Records excerpted from a collection
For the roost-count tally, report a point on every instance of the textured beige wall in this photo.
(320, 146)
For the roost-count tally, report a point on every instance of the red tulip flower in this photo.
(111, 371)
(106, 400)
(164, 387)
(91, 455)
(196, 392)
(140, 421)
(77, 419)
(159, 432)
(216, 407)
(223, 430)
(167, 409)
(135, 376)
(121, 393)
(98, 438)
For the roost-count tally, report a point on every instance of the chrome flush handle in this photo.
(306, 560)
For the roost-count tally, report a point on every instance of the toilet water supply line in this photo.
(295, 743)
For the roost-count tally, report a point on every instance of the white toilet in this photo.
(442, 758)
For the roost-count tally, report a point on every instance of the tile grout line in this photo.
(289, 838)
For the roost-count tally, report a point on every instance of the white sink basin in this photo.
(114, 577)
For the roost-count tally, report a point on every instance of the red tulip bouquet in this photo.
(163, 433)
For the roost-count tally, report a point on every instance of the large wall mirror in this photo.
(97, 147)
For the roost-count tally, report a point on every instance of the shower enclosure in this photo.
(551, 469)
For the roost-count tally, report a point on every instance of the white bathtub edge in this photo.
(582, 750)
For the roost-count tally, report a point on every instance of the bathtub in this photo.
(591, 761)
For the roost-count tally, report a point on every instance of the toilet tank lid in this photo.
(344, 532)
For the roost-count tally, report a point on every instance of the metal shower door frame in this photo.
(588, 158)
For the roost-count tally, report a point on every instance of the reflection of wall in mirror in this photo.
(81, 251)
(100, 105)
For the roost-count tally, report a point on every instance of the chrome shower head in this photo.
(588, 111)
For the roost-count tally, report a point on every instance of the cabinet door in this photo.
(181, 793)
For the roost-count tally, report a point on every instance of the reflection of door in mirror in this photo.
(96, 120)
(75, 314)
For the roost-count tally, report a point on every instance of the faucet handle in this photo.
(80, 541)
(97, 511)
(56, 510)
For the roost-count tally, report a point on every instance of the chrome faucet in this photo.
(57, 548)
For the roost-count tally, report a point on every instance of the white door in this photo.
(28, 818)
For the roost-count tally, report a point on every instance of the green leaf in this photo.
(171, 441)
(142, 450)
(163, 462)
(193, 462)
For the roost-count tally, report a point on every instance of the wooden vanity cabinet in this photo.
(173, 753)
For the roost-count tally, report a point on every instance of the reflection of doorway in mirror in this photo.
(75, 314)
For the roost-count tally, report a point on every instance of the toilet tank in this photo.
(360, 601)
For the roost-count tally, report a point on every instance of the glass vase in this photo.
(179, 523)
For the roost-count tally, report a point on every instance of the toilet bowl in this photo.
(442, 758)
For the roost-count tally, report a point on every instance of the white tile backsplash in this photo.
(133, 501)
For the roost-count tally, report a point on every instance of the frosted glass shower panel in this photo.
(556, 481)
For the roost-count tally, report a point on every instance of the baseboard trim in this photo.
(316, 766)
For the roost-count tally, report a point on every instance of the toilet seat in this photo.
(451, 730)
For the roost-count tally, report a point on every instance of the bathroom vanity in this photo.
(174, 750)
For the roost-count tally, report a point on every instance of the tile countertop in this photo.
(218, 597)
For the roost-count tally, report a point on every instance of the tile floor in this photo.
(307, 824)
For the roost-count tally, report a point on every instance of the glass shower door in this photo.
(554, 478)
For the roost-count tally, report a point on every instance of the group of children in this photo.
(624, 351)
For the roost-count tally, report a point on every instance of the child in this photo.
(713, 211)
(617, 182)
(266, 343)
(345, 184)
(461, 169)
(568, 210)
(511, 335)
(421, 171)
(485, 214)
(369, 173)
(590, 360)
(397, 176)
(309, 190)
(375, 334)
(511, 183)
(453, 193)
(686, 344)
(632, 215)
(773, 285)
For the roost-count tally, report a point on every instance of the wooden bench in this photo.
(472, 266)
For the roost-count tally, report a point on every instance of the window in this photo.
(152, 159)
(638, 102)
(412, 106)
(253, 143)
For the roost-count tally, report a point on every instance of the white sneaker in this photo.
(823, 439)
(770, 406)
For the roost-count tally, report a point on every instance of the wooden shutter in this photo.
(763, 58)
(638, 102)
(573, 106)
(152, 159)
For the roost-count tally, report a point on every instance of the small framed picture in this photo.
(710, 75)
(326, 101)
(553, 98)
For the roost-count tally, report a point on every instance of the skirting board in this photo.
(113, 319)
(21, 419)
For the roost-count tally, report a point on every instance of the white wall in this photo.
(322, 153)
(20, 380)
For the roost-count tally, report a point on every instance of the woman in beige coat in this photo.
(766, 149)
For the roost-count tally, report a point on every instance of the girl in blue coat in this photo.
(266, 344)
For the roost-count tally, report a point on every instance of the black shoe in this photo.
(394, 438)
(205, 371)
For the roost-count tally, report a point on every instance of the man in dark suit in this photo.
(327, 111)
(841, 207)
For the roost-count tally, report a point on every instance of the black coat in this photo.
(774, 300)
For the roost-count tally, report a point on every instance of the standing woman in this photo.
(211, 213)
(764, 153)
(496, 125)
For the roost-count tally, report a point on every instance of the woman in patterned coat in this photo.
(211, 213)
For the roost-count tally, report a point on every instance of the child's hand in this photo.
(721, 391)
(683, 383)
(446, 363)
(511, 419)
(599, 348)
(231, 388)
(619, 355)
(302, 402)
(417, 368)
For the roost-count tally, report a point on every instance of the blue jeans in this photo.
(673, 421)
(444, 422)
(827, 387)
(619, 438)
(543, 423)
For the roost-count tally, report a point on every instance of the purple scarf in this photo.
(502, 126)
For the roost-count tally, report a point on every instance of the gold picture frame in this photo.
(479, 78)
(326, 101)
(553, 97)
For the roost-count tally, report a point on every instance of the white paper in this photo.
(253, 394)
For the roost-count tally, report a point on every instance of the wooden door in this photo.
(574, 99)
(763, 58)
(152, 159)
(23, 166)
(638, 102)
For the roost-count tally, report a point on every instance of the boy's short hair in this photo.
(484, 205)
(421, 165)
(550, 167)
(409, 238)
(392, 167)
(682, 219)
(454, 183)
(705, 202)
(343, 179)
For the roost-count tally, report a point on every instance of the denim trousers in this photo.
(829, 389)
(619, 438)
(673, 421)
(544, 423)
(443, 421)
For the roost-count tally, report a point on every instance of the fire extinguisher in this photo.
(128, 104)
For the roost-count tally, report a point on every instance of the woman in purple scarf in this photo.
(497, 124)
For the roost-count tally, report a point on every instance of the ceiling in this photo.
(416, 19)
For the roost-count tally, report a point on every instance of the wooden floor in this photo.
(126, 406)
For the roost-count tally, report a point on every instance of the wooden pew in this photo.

**Your instructions**
Quote all the records. Keep every word exact.

**Task output**
For the roost-count tally, report a point on every instance of the textured beige wall in this photo.
(320, 146)
For the roost-count tally, report a point on every instance of the red tulip flower in this photo.
(111, 371)
(106, 400)
(164, 387)
(91, 455)
(196, 392)
(140, 421)
(77, 419)
(159, 432)
(216, 407)
(223, 430)
(167, 409)
(135, 376)
(121, 393)
(98, 438)
For the roost-count tally, report a point on every instance of the chrome flush handle in this photo.
(306, 560)
For the roost-count tally, report a point on every instance of the toilet water supply line in this photo.
(295, 743)
For the roost-count tally, report a point on every instance of the white toilet in this photo.
(442, 758)
For the roost-count tally, report a point on every instance of the tile grout line in this photo.
(289, 838)
For the roost-count tally, report a point on every instance of the white sink basin in this photo.
(114, 577)
For the roost-count tally, report a point on every instance of the red tulip bouquet in this photo.
(163, 433)
For the roost-count tally, report a point on every instance of the large wall mirror in this photo.
(97, 147)
For the roost-count tally, report a point on every instance of the shower enclosure in this photo.
(551, 469)
For the roost-count tally, report a point on every instance of the white bathtub edge in this photo.
(582, 750)
For the roost-count tally, report a point on every instance of the bathtub in this photo.
(591, 761)
For the roost-count tally, report a point on every instance of the toilet tank lid in this photo.
(344, 532)
For the roost-count tally, report a point on every instance of the metal shower door frame in this photo.
(588, 158)
For the roost-count tally, report a point on every instance of the reflection of wall in mirror in this photo.
(81, 251)
(100, 105)
For the roost-count tally, report a point on every instance of the chrome shower head in this photo.
(588, 111)
For the roost-count tally, report a point on every instance of the cabinet door in this photo.
(181, 793)
For the roost-count tally, report a point on every instance of the reflection of door in mirror in this photo.
(96, 120)
(75, 314)
For the roost-count tally, report a point on every instance of the faucet handle in this photo.
(80, 541)
(97, 511)
(56, 510)
For the roost-count tally, report a point on every instance of the chrome faucet in this photo.
(57, 548)
For the roost-count tally, report a point on every instance of the white door in this photo.
(28, 818)
For the roost-count tally, report a point on every instance of the green leaf in this photo.
(171, 441)
(142, 450)
(163, 462)
(193, 462)
For the roost-count tally, report a point on every instance of the wooden vanity cabinet in this photo.
(173, 753)
For the roost-count tally, report a point on every instance of the reflection of doorway in mirror in this photo.
(75, 314)
For the roost-count tally, report a point on every instance of the toilet tank in this photo.
(360, 601)
For the roost-count tally, report a point on every instance of the glass vase in this photo.
(179, 523)
For the roost-count tally, report a point on every instance of the toilet bowl in this photo.
(442, 758)
For the roost-count tally, report a point on every instance of the white tile backsplash in this photo.
(133, 501)
For the roost-count tally, report a point on every instance of the frosted glass shower panel in this photo.
(556, 481)
For the roost-count tally, report a point on every instance of the baseboard trim in this photo.
(316, 766)
For the roost-count tally, report a point on every instance of the toilet seat in this photo.
(451, 730)
For the roost-count tally, report a point on every instance of the bathroom vanity in this photo.
(174, 750)
For the roost-count tally, report a point on every instance of the tile countertop in this photo.
(218, 597)
For the roost-count tally, report a point on every instance of the tile floor in this photo.
(307, 824)
For the roost-count tally, report a point on every instance of the glass shower door in this photo.
(554, 478)
For the roost-count tally, report a point on every instance of the group of children in this photo.
(624, 351)
For the roost-count tally, report a point on every instance of the child in this photo.
(713, 211)
(617, 182)
(266, 343)
(345, 184)
(461, 169)
(568, 210)
(511, 335)
(421, 171)
(485, 214)
(369, 173)
(590, 360)
(397, 176)
(309, 190)
(375, 334)
(511, 183)
(453, 193)
(686, 344)
(632, 215)
(773, 285)
For the roost-count tally, report a point on every instance of the wooden bench in this photo.
(472, 266)
For the roost-count tally, report a point on every instance of the window in this photo.
(152, 159)
(638, 102)
(412, 106)
(253, 143)
For the roost-count tally, report a point on every instance of the white sneaker in this photo.
(823, 439)
(770, 406)
For the roost-count tally, report a point on every instance of the wooden shutter in this photo.
(763, 58)
(638, 102)
(573, 106)
(152, 159)
For the roost-count tally, report a point on every instance of the small framed picture in this photo.
(710, 75)
(326, 101)
(553, 98)
For the roost-count tally, report a point on every instance of the skirting board in this photo.
(113, 319)
(21, 419)
For the roost-count tally, report a point on every instance of the white wall in this photo.
(322, 153)
(20, 380)
For the roost-count tally, report a point on every instance of the woman in beige coat in this photo.
(766, 149)
For the roost-count tally, report a point on every instance of the girl in blue coat in this photo.
(266, 344)
For the roost-count tally, report a point on every instance of the black shoe in this photo.
(394, 438)
(205, 371)
For the roost-count tally, report a point on every instance of the man in dark suit in this photo.
(327, 111)
(841, 207)
For the roost-count tally, report a point on every instance of the black coat in this photo.
(774, 300)
For the roost-count tally, report a point on every instance of the standing woman in this photo.
(211, 213)
(764, 153)
(496, 125)
For the roost-count tally, report a point on every instance of the woman in patterned coat in this photo.
(211, 213)
For the roost-count tally, report a point on every instance of the child's hand in this photo.
(721, 391)
(683, 383)
(446, 363)
(511, 419)
(599, 348)
(231, 388)
(619, 355)
(302, 402)
(417, 368)
For the roost-count tally, report a point on every instance of the blue jeans in this photo.
(673, 421)
(444, 422)
(827, 387)
(619, 438)
(543, 423)
For the roost-count tally, report a point on every instance of the purple scarf in this photo.
(502, 126)
For the roost-count tally, report a point on every instance of the gold picture frame in this photo.
(479, 78)
(326, 101)
(553, 97)
For the roost-count tally, report a point on every instance of the white paper in this photo.
(253, 394)
For the roost-count tally, report a point on every instance of the wooden door in this photo.
(574, 99)
(763, 58)
(152, 159)
(23, 166)
(638, 102)
For the roost-count tally, report a point on every instance of the boy's short hair in this photo.
(484, 205)
(421, 165)
(550, 167)
(409, 238)
(392, 167)
(682, 219)
(454, 183)
(705, 202)
(343, 179)
For the roost-count tally, report a point on every instance of the denim trousers in this photo.
(829, 389)
(619, 438)
(673, 421)
(544, 423)
(443, 421)
For the roost-count tally, report a point on every instance of the fire extinguisher in this photo.
(128, 104)
For the roost-count tally, report a point on every instance of the woman in purple scarf in this photo.
(497, 124)
For the roost-count tally, report a point on every instance of the ceiling in this photo.
(416, 19)
For the roost-count tally, report a point on every instance of the wooden floor in this photo.
(126, 406)
For the roost-count tally, report a point on every instance of the wooden pew in this photo.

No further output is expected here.